Extrait du texte:
======

Un premier séjour a eu lieu du 29/08/1954 au 09/09/1954.
Il en a rapporté le très court Bretonischer Strand (Grève bretonne). Publié dans le cycle Von Schwelle zu Schwelle (De Seuil en Seuil).
D’après les notes de Gisèle Lestrange le couple aurait séjourné à la plage de Pen-Hat à la Pointe du Toulinguet sur la presqu’île du Crozon dans le Finistère le 1er septembre 1954. Mais le poème aurait été écrit plus tard à La Ciotat. Un exemplaire destiné à Gisèle comporte des traductions de vers et de mots. Gisèle, en 1954, ne devait encore avoir qu’une connaissance très rudimentaire de la langue allemande.
Celan a de nouveau séjourné en Bretagne entre le 26/04/1957 et le 01/05/1957.
C’est de là que provient le poème Matière de Bretagne (le titre est en français). Il a été publié dans le cycle Sprachgitter (Grille de Langue).
A priori ce poème ne semble guère faire allusion à ce que nous entendons par Matière de Bretagne, c’est-à-dire le cycle du Roi Arthur. On parle de terre et de mer, de genêts (couleur de pus, jaune) et de voiles (couleur de sang, rouges), de matières, de boue, de filets d’eau et de moules qui collent aux rochers (Steindattel, datte de pierre, lithodomus lithophagus).

======

Tâches:
A. Répondez brièvement aux questions suivantes sur l'extrait consacré aux séjours de Celan en Bretagne.
(i) Dans quel cycle le poème Bretonischer Strand a-t-il été publié ?
(ii) Entre quelles dates Celan a-t-il de nouveau séjourné en Bretagne ?
(iii) De quelle couleur sont les voiles évoquées dans le poème Matière de Bretagne ?
B. Recopiez l'extrait sur les séjours de Celan en Bretagne en commençant aux mots « Celan a de nouveau » et en vous arrêtant après « pierre, lithodomus lithophagus). ».

[Entrées d'un jeu de données d'annotation]
======

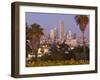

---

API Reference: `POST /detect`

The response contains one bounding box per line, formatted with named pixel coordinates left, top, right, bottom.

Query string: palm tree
left=75, top=15, right=89, bottom=59
left=26, top=23, right=43, bottom=59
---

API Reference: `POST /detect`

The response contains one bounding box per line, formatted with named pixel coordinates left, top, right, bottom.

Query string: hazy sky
left=26, top=12, right=89, bottom=37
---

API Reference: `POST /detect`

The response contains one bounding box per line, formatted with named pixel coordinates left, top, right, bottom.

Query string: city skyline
left=26, top=12, right=89, bottom=38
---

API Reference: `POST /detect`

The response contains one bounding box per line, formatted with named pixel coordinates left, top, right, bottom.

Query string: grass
left=26, top=59, right=89, bottom=67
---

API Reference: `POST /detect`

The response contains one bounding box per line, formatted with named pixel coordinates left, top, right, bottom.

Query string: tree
left=75, top=15, right=89, bottom=59
left=26, top=23, right=43, bottom=59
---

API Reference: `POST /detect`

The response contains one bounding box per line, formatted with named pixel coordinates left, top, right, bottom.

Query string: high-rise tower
left=59, top=20, right=64, bottom=41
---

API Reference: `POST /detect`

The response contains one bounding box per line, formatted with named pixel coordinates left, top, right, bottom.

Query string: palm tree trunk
left=83, top=31, right=86, bottom=60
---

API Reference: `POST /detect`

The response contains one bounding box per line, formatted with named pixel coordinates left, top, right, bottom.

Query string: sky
left=25, top=12, right=89, bottom=38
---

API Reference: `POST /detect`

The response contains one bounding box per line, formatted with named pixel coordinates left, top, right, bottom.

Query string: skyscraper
left=59, top=20, right=64, bottom=41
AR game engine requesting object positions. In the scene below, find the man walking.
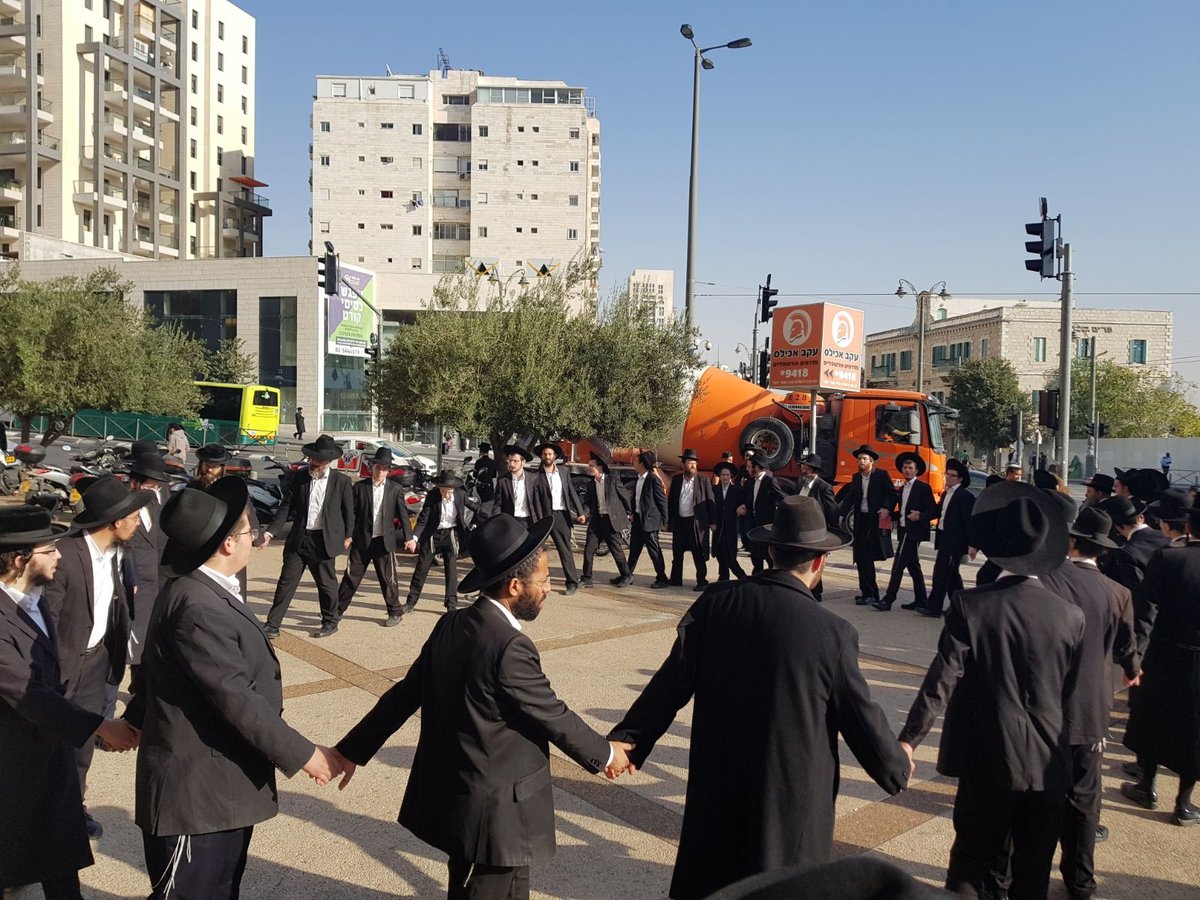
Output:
[608,497,910,900]
[337,446,413,628]
[328,514,628,900]
[261,434,354,637]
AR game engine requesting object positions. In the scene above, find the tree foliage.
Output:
[0,266,203,444]
[368,264,696,445]
[946,356,1030,452]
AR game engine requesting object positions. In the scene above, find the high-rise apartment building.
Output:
[311,67,600,310]
[0,0,264,258]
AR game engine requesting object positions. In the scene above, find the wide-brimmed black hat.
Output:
[1067,506,1118,550]
[158,475,250,578]
[300,434,342,462]
[458,512,554,594]
[0,504,74,550]
[74,475,154,528]
[896,450,925,478]
[970,481,1067,575]
[746,494,853,553]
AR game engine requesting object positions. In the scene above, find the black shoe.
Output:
[1121,781,1158,809]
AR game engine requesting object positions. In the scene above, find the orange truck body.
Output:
[568,366,952,494]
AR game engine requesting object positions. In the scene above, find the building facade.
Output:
[0,0,270,259]
[311,67,600,310]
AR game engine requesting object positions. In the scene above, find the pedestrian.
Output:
[608,496,910,900]
[580,451,634,588]
[126,476,341,900]
[667,449,716,590]
[336,514,628,900]
[629,450,667,590]
[871,451,937,612]
[533,442,586,594]
[337,446,413,628]
[43,475,151,839]
[0,505,138,900]
[260,434,354,638]
[404,469,480,613]
[916,460,976,618]
[900,481,1085,900]
[838,444,895,606]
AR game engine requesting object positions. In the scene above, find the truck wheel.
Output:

======

Corrigés:
A.
(i) Dans le cycle Von Schwelle zu Schwelle (De Seuil en Seuil).
(ii) Entre le 26/04/1957 et le 01/05/1957.
(iii) Couleur de sang, rouges.

B.
Celan a de nouveau séjourné en Bretagne entre le 26/04/1957 et le 01/05/1957.
C’est de là que provient le poème Matière de Bretagne (le titre est en français). Il a été publié dans le cycle Sprachgitter (Grille de Langue).
A priori ce poème ne semble guère faire allusion à ce que nous entendons par Matière de Bretagne, c’est-à-dire le cycle du Roi Arthur. On parle de terre et de mer, de genêts (couleur de pus, jaune) et de voiles (couleur de sang, rouges), de matières, de boue, de filets d’eau et de moules qui collent aux rochers (Steindattel, datte de pierre, lithodomus lithophagus).